* _DATA RECORDS_

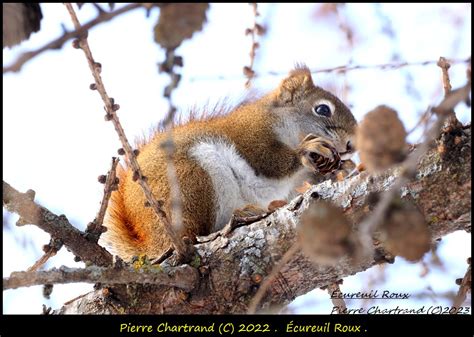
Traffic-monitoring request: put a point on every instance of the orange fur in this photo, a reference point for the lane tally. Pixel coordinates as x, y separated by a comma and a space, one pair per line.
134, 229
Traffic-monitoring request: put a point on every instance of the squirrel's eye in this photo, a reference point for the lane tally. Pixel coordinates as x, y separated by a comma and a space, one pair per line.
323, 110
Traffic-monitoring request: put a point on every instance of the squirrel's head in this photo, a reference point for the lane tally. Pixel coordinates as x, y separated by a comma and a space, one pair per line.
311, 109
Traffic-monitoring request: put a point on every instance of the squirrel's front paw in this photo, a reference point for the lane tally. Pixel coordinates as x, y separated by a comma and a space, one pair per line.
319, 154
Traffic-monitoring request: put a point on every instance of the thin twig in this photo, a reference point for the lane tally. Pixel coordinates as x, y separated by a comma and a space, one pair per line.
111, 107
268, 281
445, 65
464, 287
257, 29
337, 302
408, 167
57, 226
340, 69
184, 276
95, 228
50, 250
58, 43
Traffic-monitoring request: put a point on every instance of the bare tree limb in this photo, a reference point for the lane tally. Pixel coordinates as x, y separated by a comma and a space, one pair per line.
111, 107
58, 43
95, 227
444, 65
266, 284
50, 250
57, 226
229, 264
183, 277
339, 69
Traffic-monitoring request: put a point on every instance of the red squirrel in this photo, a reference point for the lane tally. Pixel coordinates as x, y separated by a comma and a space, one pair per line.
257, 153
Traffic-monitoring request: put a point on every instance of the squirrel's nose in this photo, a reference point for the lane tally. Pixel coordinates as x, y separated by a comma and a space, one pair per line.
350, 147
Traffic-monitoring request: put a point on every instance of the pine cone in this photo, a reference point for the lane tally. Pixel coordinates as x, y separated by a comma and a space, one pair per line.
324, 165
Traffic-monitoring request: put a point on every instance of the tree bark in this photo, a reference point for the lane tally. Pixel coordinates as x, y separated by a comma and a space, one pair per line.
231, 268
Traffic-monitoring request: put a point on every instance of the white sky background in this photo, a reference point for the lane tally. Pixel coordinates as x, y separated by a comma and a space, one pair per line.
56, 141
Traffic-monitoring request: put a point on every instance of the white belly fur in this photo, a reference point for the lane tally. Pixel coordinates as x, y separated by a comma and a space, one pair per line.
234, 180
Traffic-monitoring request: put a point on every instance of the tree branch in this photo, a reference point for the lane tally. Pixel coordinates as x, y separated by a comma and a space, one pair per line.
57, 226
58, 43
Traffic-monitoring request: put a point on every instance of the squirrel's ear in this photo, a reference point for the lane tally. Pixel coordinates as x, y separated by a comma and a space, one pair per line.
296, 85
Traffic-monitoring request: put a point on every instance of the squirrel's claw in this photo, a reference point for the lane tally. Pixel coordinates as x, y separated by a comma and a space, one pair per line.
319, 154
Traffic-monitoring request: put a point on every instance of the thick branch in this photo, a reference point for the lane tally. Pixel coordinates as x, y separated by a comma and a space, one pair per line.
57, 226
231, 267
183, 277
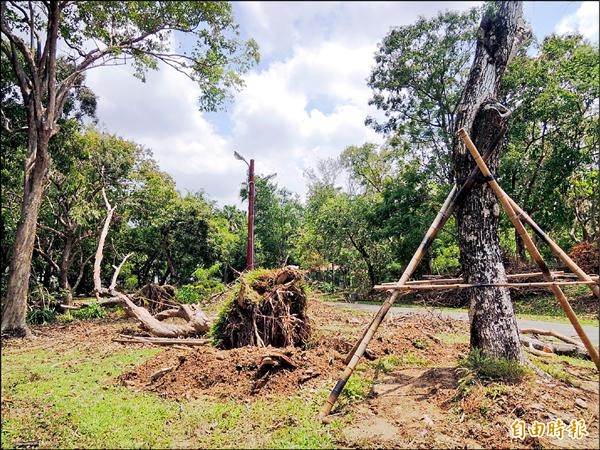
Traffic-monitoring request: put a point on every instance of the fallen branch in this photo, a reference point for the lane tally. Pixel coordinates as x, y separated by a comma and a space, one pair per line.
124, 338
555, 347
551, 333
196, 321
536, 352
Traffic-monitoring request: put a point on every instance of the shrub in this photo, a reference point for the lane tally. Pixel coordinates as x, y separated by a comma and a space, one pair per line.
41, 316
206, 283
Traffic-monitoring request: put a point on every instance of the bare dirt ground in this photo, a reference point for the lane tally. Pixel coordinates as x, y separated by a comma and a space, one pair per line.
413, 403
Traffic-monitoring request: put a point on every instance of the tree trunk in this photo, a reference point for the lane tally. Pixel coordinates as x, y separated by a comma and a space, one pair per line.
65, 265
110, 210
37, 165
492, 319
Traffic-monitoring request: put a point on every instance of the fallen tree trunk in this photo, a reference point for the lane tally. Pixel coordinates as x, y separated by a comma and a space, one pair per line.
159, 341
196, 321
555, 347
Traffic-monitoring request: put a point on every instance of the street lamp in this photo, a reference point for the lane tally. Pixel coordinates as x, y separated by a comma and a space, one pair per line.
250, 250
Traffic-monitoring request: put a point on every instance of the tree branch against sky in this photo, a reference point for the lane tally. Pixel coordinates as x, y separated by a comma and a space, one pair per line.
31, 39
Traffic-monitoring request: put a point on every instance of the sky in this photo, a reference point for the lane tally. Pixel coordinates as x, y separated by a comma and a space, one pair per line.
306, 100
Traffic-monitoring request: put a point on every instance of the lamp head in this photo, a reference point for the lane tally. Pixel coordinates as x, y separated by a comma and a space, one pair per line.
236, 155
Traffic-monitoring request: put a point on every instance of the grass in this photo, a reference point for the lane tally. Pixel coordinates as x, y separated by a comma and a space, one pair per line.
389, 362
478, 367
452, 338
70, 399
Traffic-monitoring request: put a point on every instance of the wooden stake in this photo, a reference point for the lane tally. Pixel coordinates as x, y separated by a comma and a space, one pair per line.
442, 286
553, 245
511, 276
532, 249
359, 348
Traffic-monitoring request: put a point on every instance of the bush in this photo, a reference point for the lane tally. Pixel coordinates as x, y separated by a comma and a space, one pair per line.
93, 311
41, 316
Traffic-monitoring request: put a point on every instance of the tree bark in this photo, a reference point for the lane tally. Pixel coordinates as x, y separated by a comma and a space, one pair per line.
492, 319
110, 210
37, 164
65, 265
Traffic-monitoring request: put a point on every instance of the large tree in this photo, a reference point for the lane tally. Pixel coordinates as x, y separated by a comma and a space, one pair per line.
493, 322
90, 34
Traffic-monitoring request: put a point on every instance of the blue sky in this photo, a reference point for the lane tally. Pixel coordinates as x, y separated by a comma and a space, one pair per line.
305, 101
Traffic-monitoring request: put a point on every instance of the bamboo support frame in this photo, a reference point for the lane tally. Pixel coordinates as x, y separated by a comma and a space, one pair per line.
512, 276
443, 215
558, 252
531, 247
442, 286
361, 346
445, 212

* _EXERCISE AIM_
Reproduce every line of the material precisely, omitting its pictures.

* _FULL RESPONSE_
Traffic-monitoring request: put a point on every instance of the orange fur in this photo, a reference point for the lane tally. Pixel coordinates as x, y separated by a comma and a space, one pair per line.
134, 229
Traffic-monitoring request: put a point on every instance of the squirrel's eye in this photo, a reference point for the lane tally. Pixel coordinates as x, y separated by a comma and a space, one pair per line.
323, 110
Traffic-monitoring request: put a point on every instance of the squirrel's head in this photo, a reference point for the lane tally. Pixel coordinates as x, y separated by a comma and a space, one pair per line.
311, 109
Traffic-monitoring request: put a point on every instance of the squirrel's front paw in this photo, a reference point for the lane tally. Pixel coordinates as x, y separated by a comma and a space, one pair per line.
319, 154
Traffic-monitoring request: put a point on every instance of the thin twig in this photo, a reference point for the lane tally. Pixel coordinates as x, y separated by a comma and a space, one pair per line.
111, 107
268, 281
445, 65
464, 287
257, 29
337, 302
408, 167
57, 226
340, 69
184, 276
95, 228
50, 250
58, 43
Traffic-monitoring request: put a point on every instance of the bare tree limb in this photo, a reference point for the lane tally. Pixel coordinates as x, y separated by a comma and a space, one pair per line.
111, 107
58, 43
95, 227
444, 65
266, 284
50, 250
57, 226
229, 264
183, 277
339, 69
Traffic-monitoring request: put a point on every instance of the red squirrel in this photo, a reference point for the lane tally. Pixel coordinates as x, y separated by a comma and a space, one pair per line.
257, 153
Traffic-monitoring request: put a point on every instance of the squirrel's nose in this photo, a reference point for the lane tally. Pixel coordinates as x, y separated by a comma and a space, one pair per line.
350, 147
Traffic-monitoring request: put a point on every instance of the pine cone in this photo, a reference point for the lane tally. Pixel coordinates as x, y separated by a comma and a space, one pair per line.
324, 165
Traffic-monitoring request: put a point on every instance of the tree bark in this photo, a reference point for the lane tally. Pixel coordinates as x, y separated by a comma and a space, one pair per line.
231, 268
Traffic-monitoring request: put a point on every instance of the white sky background in this photo, a reference point for the lane tally. Pixel coordinates as x, y separated by a comma and a space, one pair per line.
56, 141
Traffic-monitoring request: put a point on every instance of the white belly fur in this photo, a reference point for the lane tally. Pixel coordinates as x, y separated by a comma and a space, one pair per line.
234, 180
Traffic-monitoring request: put a point on every instance of the tree branch in this photo, a reference point for the lane tally. Pixel coordinates as x, y separated by a comma and a space, one pair per line.
57, 226
58, 43
Traffic-monitoring request: put a point on every instance of the squirrel's ear in this photo, a reference point for the lane tally. Pixel coordinates as x, y separated by a comma and a space, one pair per line.
296, 85
Traffic-monitoring request: put a point on every instance of the squirrel's claw in this photo, a reference point for the lane tally. Pixel coordinates as x, y separated by a comma and a space, one pair per line.
319, 154
Traffic-monitoring request: put a point on every instance of the thick branch in this photo, a reference point for the lane tally. Pixel coordinates as x, y separated by a comma and a space, one pair per line.
57, 226
231, 267
183, 277
Traffic-monitoring request: put a point on every instance of the fallen branch in this photo, a reference point for the lane tally. Pixel coordinates as x, y separated by a comma and a space, one pair per line.
124, 338
555, 347
551, 333
196, 321
536, 352
Traffic-monitoring request: put a point on every instance of the shrub in this photo, a reference point for the lane tally. Pixel coordinates as x, y separated by a comma and a space, one pair per line.
41, 316
206, 283
Traffic-monitoring request: put a point on every instance of the bare dirt ground in this photo, a reference point for the lane tally. Pixel coordinates as x, y separated by a comma and a space, one pair per line.
413, 403
Traffic-monitoring request: put a point on every instance of the tree trunk in this photo, a reference point for the lane tally. Pixel coordinates as x, y separated by a comma and a space, one pair per line.
65, 265
110, 210
37, 165
492, 319
Traffic-monitoring request: put a point on every instance of the fallen tree trunk in this photo, a reference point for the lane tally. Pixel coordinates as x, y separated by a comma and a space, one pair per line.
159, 341
196, 321
555, 347
Traffic-monitoring request: put a point on every instance of the street lamp in this photo, a reference point for the lane tally. Pixel coordinates as x, y separated by a comma and a space, one pair per line.
250, 250
Traffic-monitoring request: put a point on every instance of the tree branch against sky in this photo, a reference point for the lane tally. Pixel coordinates as x, y separated by a comma and a space, one pair per line.
31, 39
Traffic-monitoring request: put a point on every instance of the sky in this photo, a reference point for the lane tally. Pixel coordinates as x, y separated by a comma and a space, one pair per line.
306, 100
Traffic-monitoring request: put a point on every instance of the lamp head in this photo, a reference point for the lane tally. Pixel coordinates as x, y separated by a comma and a space, one pair per line.
236, 155
Traffic-monitoring request: put a point on every instance of the grass in this photo, a reference point for the lane tally. Pixel coordinates as x, y separated by a comma and a space, one pair per line.
389, 362
478, 367
452, 338
70, 399
Traffic-monitoring request: put a point on every instance of the wooden stake in this photo, a reference point for the lane tally. Pixel coordinates as x, y separated by a comma and a space, one pair per line.
442, 286
553, 245
511, 276
532, 249
359, 348
Traffic-monitoring request: put a point on every instance of the bush in this photo, a reference point for the lane tally. Pixel coordinates as x, y separated by a comma and a space, one pair per line.
93, 311
41, 316
Traffic-monitoring request: put a point on every instance of the tree bark in this photo, a reference point for the lane tally. Pixel coordinates as x, y separated by a comma and a space, one pair per line.
492, 319
110, 210
37, 164
65, 265
Traffic-monitoring request: put a point on every instance of the large tree in this photo, a reference point for the lane tally. Pixel coordinates as x, y separated by a comma and a space, one pair per line.
493, 322
90, 34
Traffic-monitoring request: put a point on every instance of the blue sky in this photo, a reference point for the lane tally. Pixel coordinates as x, y separated by a comma and a space, one pair per line.
305, 101
Traffic-monitoring request: put a point on every instance of the bamboo support frame in this photo, a reference point for the lane tally. Pixel coordinates as x, y separated by a comma and a space, one pair per line.
512, 276
443, 215
558, 252
531, 247
442, 286
361, 346
445, 212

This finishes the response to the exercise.